* Required task:
Return every row below that contains the string "flame", copying each such row in full. Matching is case-sensitive.

----- Raw records -----

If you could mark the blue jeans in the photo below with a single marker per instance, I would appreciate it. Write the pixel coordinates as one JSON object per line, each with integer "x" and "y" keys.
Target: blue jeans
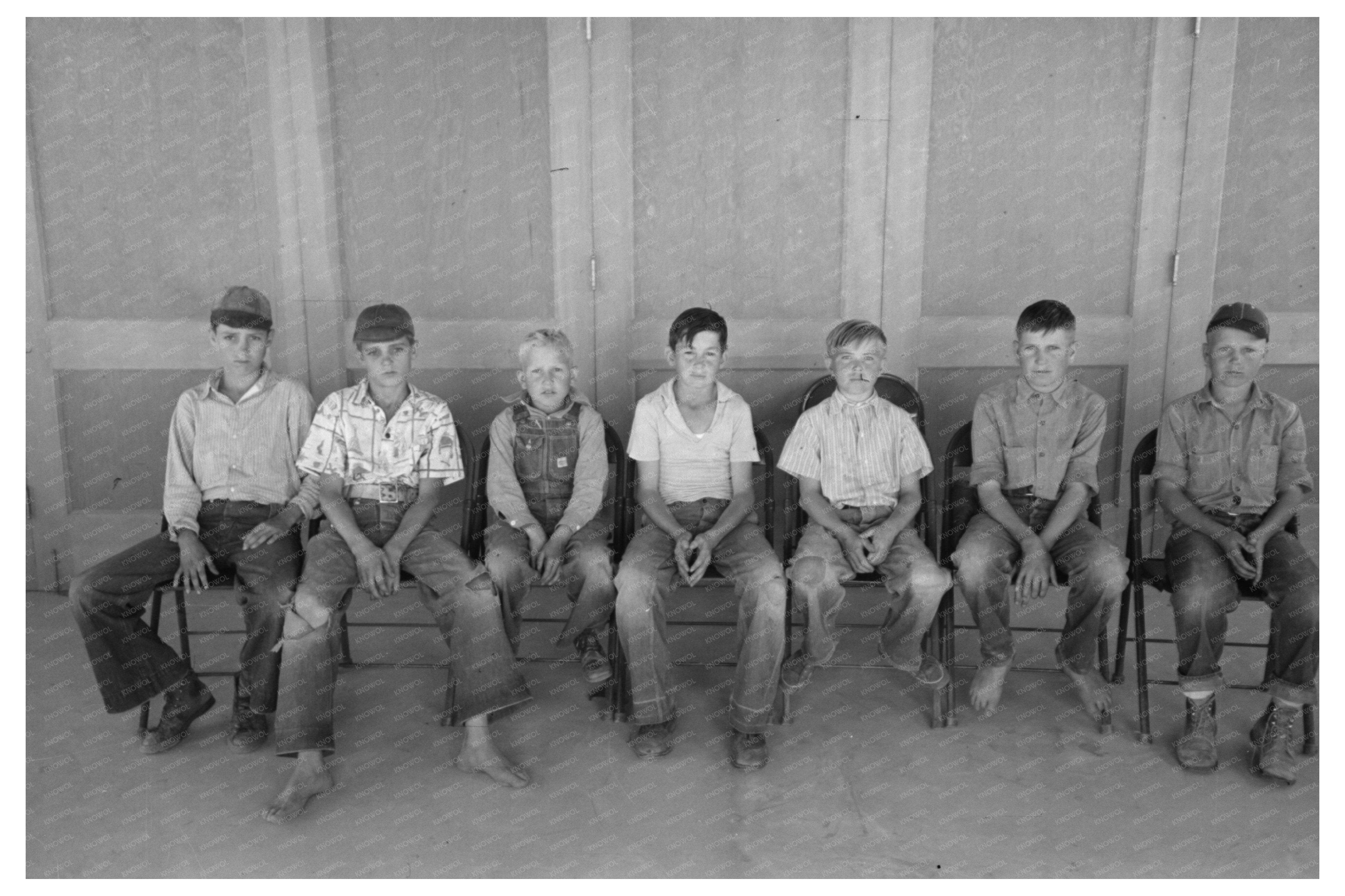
{"x": 456, "y": 591}
{"x": 131, "y": 662}
{"x": 1206, "y": 591}
{"x": 644, "y": 584}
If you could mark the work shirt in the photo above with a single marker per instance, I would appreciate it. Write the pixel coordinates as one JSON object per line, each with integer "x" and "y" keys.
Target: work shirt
{"x": 237, "y": 451}
{"x": 353, "y": 439}
{"x": 1021, "y": 438}
{"x": 502, "y": 486}
{"x": 693, "y": 466}
{"x": 1235, "y": 466}
{"x": 860, "y": 453}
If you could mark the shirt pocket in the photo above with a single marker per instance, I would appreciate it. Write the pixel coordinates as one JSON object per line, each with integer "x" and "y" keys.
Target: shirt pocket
{"x": 1208, "y": 473}
{"x": 1021, "y": 467}
{"x": 1264, "y": 471}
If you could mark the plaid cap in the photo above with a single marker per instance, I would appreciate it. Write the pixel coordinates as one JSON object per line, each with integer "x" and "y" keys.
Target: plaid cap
{"x": 1241, "y": 315}
{"x": 384, "y": 323}
{"x": 241, "y": 307}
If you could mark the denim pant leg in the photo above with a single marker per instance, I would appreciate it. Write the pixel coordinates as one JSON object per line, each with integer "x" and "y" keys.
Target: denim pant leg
{"x": 1292, "y": 583}
{"x": 1204, "y": 592}
{"x": 587, "y": 576}
{"x": 745, "y": 557}
{"x": 985, "y": 559}
{"x": 130, "y": 661}
{"x": 644, "y": 583}
{"x": 459, "y": 594}
{"x": 916, "y": 584}
{"x": 306, "y": 699}
{"x": 510, "y": 567}
{"x": 817, "y": 571}
{"x": 1097, "y": 578}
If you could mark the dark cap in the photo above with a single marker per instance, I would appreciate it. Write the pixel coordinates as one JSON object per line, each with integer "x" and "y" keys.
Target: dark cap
{"x": 241, "y": 307}
{"x": 1239, "y": 315}
{"x": 384, "y": 323}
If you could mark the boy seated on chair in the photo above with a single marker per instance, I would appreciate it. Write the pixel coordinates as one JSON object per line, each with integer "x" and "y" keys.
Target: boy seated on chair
{"x": 693, "y": 443}
{"x": 382, "y": 450}
{"x": 1231, "y": 473}
{"x": 860, "y": 459}
{"x": 548, "y": 471}
{"x": 1035, "y": 446}
{"x": 233, "y": 501}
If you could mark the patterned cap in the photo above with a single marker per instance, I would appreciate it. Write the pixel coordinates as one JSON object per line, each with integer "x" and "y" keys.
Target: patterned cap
{"x": 241, "y": 307}
{"x": 1241, "y": 315}
{"x": 384, "y": 323}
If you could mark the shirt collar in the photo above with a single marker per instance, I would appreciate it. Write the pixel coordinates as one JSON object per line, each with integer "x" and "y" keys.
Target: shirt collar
{"x": 1257, "y": 399}
{"x": 217, "y": 380}
{"x": 1064, "y": 396}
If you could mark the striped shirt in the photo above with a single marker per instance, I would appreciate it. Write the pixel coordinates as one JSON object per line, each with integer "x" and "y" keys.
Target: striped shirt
{"x": 237, "y": 451}
{"x": 860, "y": 453}
{"x": 693, "y": 466}
{"x": 354, "y": 441}
{"x": 1021, "y": 438}
{"x": 1236, "y": 466}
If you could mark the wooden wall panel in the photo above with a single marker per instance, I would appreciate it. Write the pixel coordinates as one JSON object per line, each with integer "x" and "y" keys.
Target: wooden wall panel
{"x": 950, "y": 396}
{"x": 144, "y": 165}
{"x": 443, "y": 165}
{"x": 115, "y": 435}
{"x": 1035, "y": 162}
{"x": 1269, "y": 221}
{"x": 739, "y": 166}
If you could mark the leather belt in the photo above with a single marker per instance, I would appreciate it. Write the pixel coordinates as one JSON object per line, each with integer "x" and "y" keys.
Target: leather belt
{"x": 384, "y": 493}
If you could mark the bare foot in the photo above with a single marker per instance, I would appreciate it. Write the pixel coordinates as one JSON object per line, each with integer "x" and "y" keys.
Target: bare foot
{"x": 1093, "y": 689}
{"x": 306, "y": 783}
{"x": 986, "y": 687}
{"x": 485, "y": 758}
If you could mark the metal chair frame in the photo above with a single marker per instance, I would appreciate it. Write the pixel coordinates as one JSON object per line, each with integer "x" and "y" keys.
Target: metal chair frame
{"x": 904, "y": 396}
{"x": 1152, "y": 572}
{"x": 479, "y": 517}
{"x": 959, "y": 504}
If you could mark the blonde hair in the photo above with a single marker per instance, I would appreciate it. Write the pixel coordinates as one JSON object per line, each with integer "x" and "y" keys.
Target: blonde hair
{"x": 546, "y": 338}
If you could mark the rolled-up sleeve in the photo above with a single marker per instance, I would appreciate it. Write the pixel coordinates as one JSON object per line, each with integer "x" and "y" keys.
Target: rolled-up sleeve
{"x": 1293, "y": 456}
{"x": 182, "y": 494}
{"x": 502, "y": 489}
{"x": 1083, "y": 456}
{"x": 988, "y": 455}
{"x": 589, "y": 473}
{"x": 1171, "y": 463}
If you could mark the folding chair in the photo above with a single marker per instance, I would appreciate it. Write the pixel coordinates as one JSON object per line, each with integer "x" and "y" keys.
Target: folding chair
{"x": 1152, "y": 572}
{"x": 479, "y": 521}
{"x": 623, "y": 710}
{"x": 217, "y": 583}
{"x": 958, "y": 506}
{"x": 904, "y": 396}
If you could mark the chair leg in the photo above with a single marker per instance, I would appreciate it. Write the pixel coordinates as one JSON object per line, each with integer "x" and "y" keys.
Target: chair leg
{"x": 183, "y": 638}
{"x": 1141, "y": 664}
{"x": 155, "y": 607}
{"x": 1309, "y": 730}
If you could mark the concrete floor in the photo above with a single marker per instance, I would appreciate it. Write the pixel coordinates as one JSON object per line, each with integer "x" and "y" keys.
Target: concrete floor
{"x": 859, "y": 786}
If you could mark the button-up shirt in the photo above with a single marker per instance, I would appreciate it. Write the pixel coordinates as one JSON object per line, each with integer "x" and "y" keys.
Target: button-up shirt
{"x": 502, "y": 488}
{"x": 237, "y": 451}
{"x": 1236, "y": 466}
{"x": 353, "y": 439}
{"x": 693, "y": 466}
{"x": 1021, "y": 438}
{"x": 859, "y": 451}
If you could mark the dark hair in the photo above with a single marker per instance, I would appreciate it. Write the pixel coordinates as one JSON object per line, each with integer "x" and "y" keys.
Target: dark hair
{"x": 695, "y": 321}
{"x": 1044, "y": 317}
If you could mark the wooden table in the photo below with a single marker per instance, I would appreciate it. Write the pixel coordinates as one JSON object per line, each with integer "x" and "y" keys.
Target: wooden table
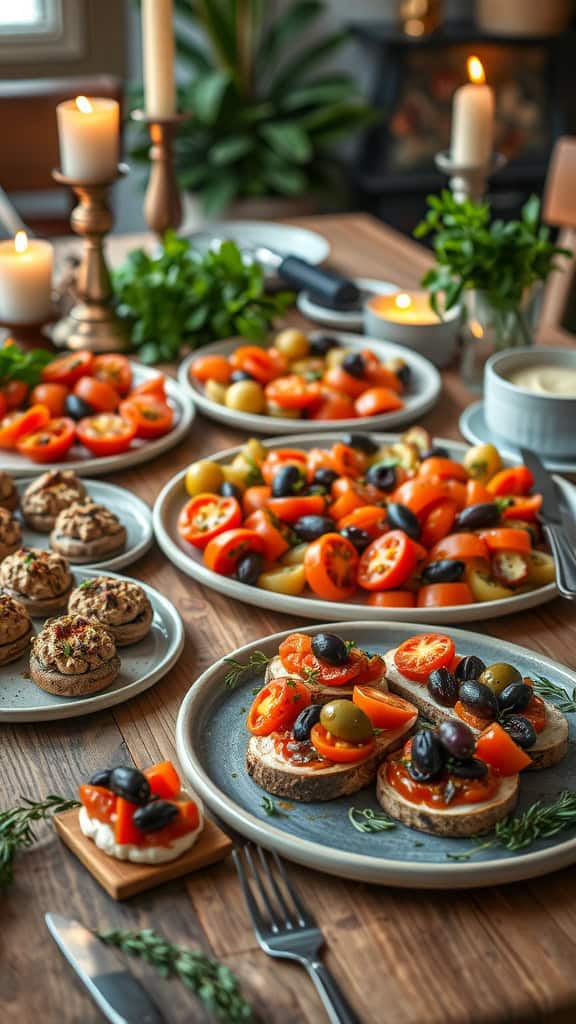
{"x": 489, "y": 956}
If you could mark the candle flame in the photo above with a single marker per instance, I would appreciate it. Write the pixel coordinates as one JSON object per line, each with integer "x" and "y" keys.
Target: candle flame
{"x": 21, "y": 242}
{"x": 84, "y": 104}
{"x": 476, "y": 71}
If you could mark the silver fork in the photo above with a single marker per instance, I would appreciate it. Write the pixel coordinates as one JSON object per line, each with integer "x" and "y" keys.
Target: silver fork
{"x": 285, "y": 929}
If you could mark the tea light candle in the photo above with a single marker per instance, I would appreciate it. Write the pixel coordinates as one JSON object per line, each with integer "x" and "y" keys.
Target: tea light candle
{"x": 26, "y": 280}
{"x": 472, "y": 119}
{"x": 89, "y": 139}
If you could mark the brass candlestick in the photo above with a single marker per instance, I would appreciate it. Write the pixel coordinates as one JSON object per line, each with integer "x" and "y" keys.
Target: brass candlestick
{"x": 92, "y": 323}
{"x": 163, "y": 208}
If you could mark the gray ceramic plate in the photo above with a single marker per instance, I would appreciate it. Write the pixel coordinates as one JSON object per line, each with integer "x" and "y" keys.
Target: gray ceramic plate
{"x": 211, "y": 742}
{"x": 142, "y": 665}
{"x": 132, "y": 512}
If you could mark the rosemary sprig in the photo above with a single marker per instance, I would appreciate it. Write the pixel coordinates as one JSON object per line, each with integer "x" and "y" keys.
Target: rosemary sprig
{"x": 16, "y": 830}
{"x": 214, "y": 983}
{"x": 540, "y": 820}
{"x": 256, "y": 660}
{"x": 367, "y": 820}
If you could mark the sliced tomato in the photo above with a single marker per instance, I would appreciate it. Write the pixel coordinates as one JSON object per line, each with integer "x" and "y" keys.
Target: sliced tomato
{"x": 387, "y": 562}
{"x": 222, "y": 553}
{"x": 420, "y": 654}
{"x": 207, "y": 515}
{"x": 277, "y": 707}
{"x": 385, "y": 711}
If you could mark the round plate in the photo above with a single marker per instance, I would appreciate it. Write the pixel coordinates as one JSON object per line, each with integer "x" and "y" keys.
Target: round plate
{"x": 132, "y": 512}
{"x": 475, "y": 428}
{"x": 85, "y": 464}
{"x": 142, "y": 665}
{"x": 211, "y": 742}
{"x": 352, "y": 321}
{"x": 189, "y": 559}
{"x": 424, "y": 389}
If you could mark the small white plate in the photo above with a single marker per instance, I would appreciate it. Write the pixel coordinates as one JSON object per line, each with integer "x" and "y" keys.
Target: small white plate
{"x": 132, "y": 512}
{"x": 425, "y": 385}
{"x": 352, "y": 321}
{"x": 474, "y": 427}
{"x": 85, "y": 464}
{"x": 144, "y": 665}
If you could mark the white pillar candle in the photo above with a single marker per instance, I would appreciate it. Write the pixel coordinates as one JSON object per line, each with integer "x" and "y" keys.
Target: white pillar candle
{"x": 472, "y": 120}
{"x": 26, "y": 280}
{"x": 89, "y": 138}
{"x": 158, "y": 46}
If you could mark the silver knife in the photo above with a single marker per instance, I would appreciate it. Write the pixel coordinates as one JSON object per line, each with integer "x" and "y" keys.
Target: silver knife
{"x": 553, "y": 517}
{"x": 121, "y": 998}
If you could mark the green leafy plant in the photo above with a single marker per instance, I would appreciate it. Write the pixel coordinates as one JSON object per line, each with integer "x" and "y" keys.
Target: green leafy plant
{"x": 182, "y": 297}
{"x": 263, "y": 117}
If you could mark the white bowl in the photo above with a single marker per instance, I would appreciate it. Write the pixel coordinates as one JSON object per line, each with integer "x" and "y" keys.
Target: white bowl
{"x": 542, "y": 422}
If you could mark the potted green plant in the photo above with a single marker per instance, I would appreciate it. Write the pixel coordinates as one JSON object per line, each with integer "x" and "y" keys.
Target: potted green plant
{"x": 263, "y": 116}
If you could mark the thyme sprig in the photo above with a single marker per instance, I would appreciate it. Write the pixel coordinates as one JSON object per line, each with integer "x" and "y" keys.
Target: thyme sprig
{"x": 16, "y": 832}
{"x": 214, "y": 983}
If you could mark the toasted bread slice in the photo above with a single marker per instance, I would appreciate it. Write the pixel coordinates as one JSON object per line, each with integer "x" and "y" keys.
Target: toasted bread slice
{"x": 466, "y": 819}
{"x": 550, "y": 745}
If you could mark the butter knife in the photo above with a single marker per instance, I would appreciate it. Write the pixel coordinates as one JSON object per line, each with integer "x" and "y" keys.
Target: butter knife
{"x": 116, "y": 991}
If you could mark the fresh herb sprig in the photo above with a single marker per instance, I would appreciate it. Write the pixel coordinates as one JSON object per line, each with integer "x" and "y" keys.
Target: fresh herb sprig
{"x": 16, "y": 828}
{"x": 214, "y": 983}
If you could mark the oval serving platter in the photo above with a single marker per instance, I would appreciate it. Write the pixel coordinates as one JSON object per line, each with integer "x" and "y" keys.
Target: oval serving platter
{"x": 211, "y": 743}
{"x": 189, "y": 559}
{"x": 423, "y": 392}
{"x": 144, "y": 664}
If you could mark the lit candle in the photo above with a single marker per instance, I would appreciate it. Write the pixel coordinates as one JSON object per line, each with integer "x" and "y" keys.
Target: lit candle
{"x": 26, "y": 280}
{"x": 158, "y": 46}
{"x": 89, "y": 138}
{"x": 472, "y": 119}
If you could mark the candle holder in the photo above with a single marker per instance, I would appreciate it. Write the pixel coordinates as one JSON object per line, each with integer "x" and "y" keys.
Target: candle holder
{"x": 163, "y": 208}
{"x": 91, "y": 323}
{"x": 468, "y": 182}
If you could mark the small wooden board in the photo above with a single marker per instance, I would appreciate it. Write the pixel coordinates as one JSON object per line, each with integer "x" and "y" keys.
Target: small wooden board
{"x": 122, "y": 879}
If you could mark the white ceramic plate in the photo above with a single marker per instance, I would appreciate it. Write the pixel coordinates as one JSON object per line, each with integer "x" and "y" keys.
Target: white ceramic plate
{"x": 85, "y": 464}
{"x": 189, "y": 559}
{"x": 144, "y": 665}
{"x": 211, "y": 741}
{"x": 134, "y": 515}
{"x": 425, "y": 385}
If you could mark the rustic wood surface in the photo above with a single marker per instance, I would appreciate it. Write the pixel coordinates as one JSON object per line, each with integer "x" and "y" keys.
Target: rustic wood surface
{"x": 489, "y": 956}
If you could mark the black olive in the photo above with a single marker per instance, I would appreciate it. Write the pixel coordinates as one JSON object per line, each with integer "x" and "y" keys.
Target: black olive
{"x": 310, "y": 527}
{"x": 520, "y": 729}
{"x": 478, "y": 516}
{"x": 360, "y": 538}
{"x": 302, "y": 726}
{"x": 76, "y": 408}
{"x": 401, "y": 517}
{"x": 129, "y": 783}
{"x": 330, "y": 648}
{"x": 155, "y": 816}
{"x": 427, "y": 755}
{"x": 354, "y": 365}
{"x": 458, "y": 738}
{"x": 445, "y": 570}
{"x": 249, "y": 567}
{"x": 515, "y": 696}
{"x": 381, "y": 476}
{"x": 479, "y": 699}
{"x": 443, "y": 687}
{"x": 469, "y": 668}
{"x": 287, "y": 480}
{"x": 362, "y": 442}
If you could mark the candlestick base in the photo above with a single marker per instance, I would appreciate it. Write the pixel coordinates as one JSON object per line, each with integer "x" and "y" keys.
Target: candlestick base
{"x": 465, "y": 181}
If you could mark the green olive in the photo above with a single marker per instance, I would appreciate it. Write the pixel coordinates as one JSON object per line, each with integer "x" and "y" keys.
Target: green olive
{"x": 498, "y": 676}
{"x": 345, "y": 721}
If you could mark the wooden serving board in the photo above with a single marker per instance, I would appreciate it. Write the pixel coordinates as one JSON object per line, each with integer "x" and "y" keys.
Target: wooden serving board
{"x": 122, "y": 879}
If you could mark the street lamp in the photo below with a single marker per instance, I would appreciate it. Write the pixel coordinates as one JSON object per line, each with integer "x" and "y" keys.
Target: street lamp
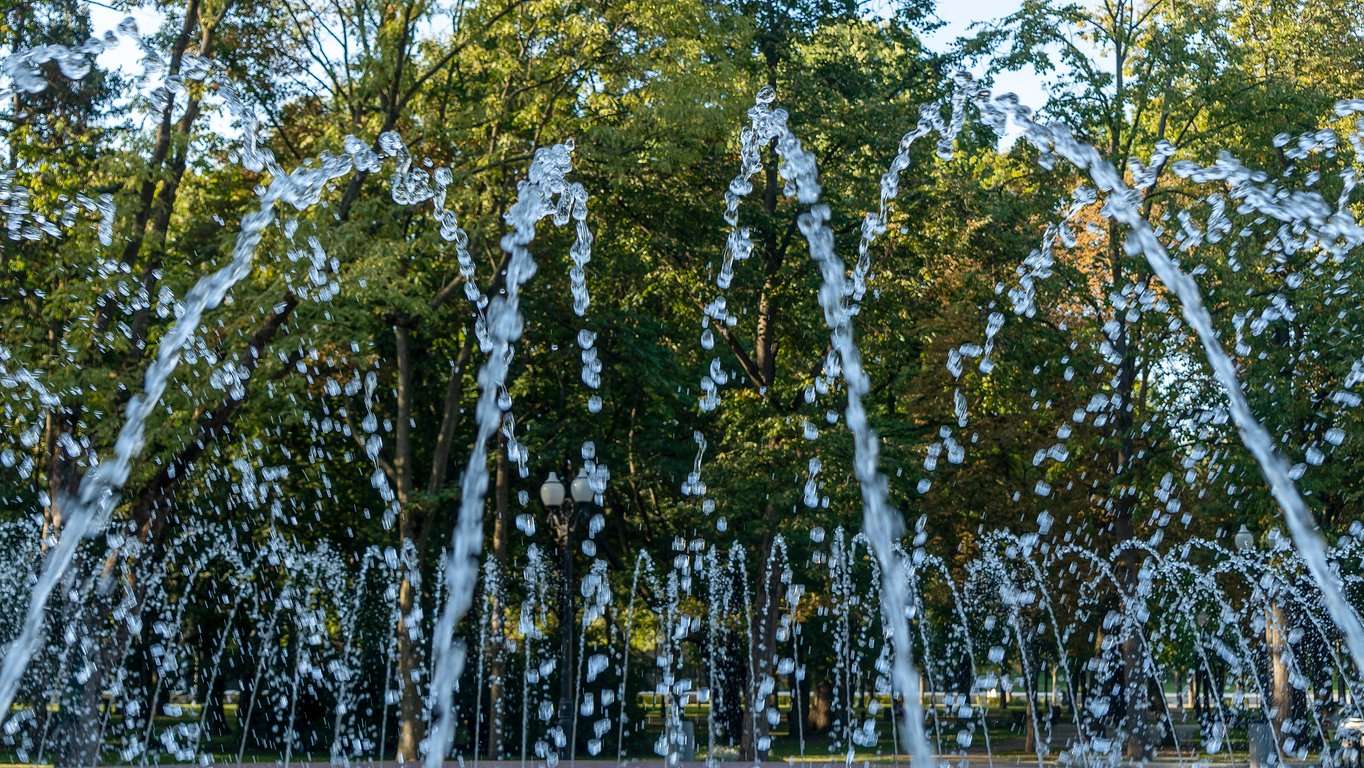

-----

* Response below:
If you could mark the candle flame in the photo above with a single marker per instance, I would appreciate it. Write the pixel coordinates as one JSON object per line, each with integer "x" and "y" keys.
Target: candle flame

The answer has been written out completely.